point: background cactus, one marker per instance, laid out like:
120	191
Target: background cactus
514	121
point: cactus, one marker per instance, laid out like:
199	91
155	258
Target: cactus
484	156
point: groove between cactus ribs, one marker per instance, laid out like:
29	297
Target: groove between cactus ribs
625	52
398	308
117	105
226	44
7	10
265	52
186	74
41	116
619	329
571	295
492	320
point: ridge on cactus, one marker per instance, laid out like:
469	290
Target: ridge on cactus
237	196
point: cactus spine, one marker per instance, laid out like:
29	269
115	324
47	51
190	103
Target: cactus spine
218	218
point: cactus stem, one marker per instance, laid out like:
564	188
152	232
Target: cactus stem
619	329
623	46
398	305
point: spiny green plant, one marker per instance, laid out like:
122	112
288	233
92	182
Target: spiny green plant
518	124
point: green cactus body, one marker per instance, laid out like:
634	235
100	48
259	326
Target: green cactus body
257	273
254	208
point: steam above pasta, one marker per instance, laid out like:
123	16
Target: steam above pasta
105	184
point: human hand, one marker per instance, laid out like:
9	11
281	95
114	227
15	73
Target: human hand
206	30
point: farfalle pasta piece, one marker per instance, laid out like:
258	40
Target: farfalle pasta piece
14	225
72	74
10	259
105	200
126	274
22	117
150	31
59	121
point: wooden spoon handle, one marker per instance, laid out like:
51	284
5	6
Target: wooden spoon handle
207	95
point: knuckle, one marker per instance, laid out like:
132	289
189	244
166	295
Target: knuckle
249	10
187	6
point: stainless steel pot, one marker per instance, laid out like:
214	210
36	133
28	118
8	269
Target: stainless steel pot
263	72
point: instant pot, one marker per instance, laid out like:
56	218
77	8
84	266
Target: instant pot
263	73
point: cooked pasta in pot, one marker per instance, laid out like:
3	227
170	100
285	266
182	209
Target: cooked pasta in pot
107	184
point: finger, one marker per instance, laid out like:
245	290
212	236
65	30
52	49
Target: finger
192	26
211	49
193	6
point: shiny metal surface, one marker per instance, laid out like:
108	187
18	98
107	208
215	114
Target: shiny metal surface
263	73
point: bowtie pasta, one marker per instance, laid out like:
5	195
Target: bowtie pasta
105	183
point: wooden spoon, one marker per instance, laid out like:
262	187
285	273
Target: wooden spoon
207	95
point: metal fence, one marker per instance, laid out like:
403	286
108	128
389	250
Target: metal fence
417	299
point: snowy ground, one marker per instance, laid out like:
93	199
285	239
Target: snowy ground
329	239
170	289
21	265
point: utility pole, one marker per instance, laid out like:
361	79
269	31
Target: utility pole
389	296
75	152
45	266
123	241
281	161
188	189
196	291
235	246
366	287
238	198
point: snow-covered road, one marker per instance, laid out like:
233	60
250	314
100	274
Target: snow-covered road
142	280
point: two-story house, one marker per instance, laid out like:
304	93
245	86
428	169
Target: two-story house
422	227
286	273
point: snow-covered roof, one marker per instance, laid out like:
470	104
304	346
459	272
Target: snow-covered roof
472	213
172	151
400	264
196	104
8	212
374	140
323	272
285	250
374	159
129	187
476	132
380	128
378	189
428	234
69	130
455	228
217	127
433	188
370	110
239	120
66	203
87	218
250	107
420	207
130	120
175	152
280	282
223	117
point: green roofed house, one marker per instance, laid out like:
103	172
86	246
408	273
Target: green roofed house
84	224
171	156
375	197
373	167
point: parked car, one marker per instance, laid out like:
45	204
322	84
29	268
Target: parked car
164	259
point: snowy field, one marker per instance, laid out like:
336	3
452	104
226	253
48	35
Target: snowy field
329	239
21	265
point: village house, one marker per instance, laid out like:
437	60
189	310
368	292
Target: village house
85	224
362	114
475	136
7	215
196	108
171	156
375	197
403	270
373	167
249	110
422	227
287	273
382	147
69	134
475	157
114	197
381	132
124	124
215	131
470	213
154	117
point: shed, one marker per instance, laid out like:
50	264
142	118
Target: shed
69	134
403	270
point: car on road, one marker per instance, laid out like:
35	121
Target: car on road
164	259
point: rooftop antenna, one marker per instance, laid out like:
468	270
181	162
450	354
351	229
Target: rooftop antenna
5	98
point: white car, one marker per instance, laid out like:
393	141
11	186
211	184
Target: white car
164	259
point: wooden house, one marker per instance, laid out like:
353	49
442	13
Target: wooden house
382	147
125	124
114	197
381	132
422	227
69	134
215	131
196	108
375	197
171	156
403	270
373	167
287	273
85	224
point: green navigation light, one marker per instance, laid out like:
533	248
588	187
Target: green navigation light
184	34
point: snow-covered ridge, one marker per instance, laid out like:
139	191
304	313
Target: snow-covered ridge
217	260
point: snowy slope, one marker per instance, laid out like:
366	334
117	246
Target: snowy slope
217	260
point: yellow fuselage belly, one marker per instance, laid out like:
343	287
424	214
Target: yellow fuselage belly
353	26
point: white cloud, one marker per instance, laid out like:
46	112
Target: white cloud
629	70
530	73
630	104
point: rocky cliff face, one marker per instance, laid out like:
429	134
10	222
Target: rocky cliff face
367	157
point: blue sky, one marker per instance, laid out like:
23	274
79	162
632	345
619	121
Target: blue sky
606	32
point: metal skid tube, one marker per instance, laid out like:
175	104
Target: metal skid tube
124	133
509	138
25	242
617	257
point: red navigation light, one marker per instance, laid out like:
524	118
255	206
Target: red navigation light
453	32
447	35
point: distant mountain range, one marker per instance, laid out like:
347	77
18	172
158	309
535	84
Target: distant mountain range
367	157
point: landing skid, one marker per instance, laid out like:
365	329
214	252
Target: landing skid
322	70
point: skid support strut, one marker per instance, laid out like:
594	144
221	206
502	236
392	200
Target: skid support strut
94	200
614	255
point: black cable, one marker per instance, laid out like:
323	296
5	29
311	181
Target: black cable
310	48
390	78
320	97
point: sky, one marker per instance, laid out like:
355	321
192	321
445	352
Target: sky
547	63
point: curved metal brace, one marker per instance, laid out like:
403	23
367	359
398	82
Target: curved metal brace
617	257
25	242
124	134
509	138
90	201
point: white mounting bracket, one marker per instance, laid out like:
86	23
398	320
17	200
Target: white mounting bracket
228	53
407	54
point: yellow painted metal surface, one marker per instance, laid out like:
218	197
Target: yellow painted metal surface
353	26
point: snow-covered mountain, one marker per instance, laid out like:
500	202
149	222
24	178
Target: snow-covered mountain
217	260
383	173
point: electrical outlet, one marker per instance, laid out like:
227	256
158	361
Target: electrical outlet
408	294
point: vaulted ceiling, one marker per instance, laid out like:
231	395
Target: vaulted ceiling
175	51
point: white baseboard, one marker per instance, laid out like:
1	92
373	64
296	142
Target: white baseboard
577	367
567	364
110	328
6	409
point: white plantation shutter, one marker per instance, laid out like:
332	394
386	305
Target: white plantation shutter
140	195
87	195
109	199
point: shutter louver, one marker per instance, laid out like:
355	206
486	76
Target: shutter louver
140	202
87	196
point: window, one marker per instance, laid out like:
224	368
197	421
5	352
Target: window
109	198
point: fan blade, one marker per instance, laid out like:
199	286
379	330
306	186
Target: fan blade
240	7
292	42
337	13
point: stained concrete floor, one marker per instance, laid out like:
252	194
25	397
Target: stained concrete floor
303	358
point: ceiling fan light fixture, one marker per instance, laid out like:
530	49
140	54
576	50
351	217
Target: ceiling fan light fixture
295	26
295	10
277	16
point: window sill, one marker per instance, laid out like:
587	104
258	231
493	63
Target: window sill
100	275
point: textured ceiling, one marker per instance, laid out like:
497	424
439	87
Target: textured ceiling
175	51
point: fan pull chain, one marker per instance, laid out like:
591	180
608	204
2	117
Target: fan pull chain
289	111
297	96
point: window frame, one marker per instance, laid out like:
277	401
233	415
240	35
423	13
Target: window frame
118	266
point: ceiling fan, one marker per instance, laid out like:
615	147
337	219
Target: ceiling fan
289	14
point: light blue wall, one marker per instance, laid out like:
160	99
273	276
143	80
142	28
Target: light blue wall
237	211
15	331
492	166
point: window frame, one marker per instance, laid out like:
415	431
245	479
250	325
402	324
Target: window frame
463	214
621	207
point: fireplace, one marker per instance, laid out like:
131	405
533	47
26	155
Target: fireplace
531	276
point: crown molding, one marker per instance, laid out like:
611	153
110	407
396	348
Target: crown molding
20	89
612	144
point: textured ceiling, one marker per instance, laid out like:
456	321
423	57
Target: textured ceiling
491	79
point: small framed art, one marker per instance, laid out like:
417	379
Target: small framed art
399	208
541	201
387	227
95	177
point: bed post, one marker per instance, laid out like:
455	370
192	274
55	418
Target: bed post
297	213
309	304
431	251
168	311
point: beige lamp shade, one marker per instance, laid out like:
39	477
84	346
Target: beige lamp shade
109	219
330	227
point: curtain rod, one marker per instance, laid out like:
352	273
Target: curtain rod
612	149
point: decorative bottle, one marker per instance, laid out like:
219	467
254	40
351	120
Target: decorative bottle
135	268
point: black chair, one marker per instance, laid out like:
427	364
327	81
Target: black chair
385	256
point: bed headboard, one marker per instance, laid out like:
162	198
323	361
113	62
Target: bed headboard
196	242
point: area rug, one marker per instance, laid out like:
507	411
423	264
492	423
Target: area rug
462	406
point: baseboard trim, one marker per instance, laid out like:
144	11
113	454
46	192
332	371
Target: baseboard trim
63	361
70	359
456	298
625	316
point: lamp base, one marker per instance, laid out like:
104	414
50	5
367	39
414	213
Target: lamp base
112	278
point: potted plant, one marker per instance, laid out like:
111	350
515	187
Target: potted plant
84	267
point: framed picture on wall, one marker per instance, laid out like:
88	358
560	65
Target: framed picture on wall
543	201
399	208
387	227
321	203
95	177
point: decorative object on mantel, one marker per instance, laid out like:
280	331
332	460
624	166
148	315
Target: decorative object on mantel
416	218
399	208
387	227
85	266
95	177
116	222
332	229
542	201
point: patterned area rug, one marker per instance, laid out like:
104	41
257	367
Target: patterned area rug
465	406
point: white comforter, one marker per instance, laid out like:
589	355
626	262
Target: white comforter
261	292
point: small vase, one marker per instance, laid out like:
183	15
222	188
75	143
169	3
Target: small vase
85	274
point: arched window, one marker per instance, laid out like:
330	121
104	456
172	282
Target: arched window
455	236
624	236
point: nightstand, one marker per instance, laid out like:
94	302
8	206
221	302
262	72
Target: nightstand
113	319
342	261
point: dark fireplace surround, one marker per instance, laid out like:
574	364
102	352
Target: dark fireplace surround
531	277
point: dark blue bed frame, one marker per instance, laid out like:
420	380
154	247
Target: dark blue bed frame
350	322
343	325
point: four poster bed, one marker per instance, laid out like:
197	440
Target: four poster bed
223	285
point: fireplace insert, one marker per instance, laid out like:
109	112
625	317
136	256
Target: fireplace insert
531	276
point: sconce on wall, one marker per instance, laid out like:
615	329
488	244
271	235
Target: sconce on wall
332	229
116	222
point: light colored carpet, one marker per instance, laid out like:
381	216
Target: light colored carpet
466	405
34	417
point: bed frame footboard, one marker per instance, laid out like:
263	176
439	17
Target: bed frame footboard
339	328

○ ○ ○

**Exercise directions**
Put the stretch of the material from the line containing "point: light colored" through the end into a numbered list, leaving out any blank lines.

**Task result**
1. point: light colored carpet, one marker per instance, laid out like:
2. 381	216
3. Target: light colored carpet
4. 466	405
5. 34	417
6. point: bed frame footboard, one marker per instance, laid out like:
7. 263	176
8. 439	17
9. Target: bed frame footboard
10. 339	328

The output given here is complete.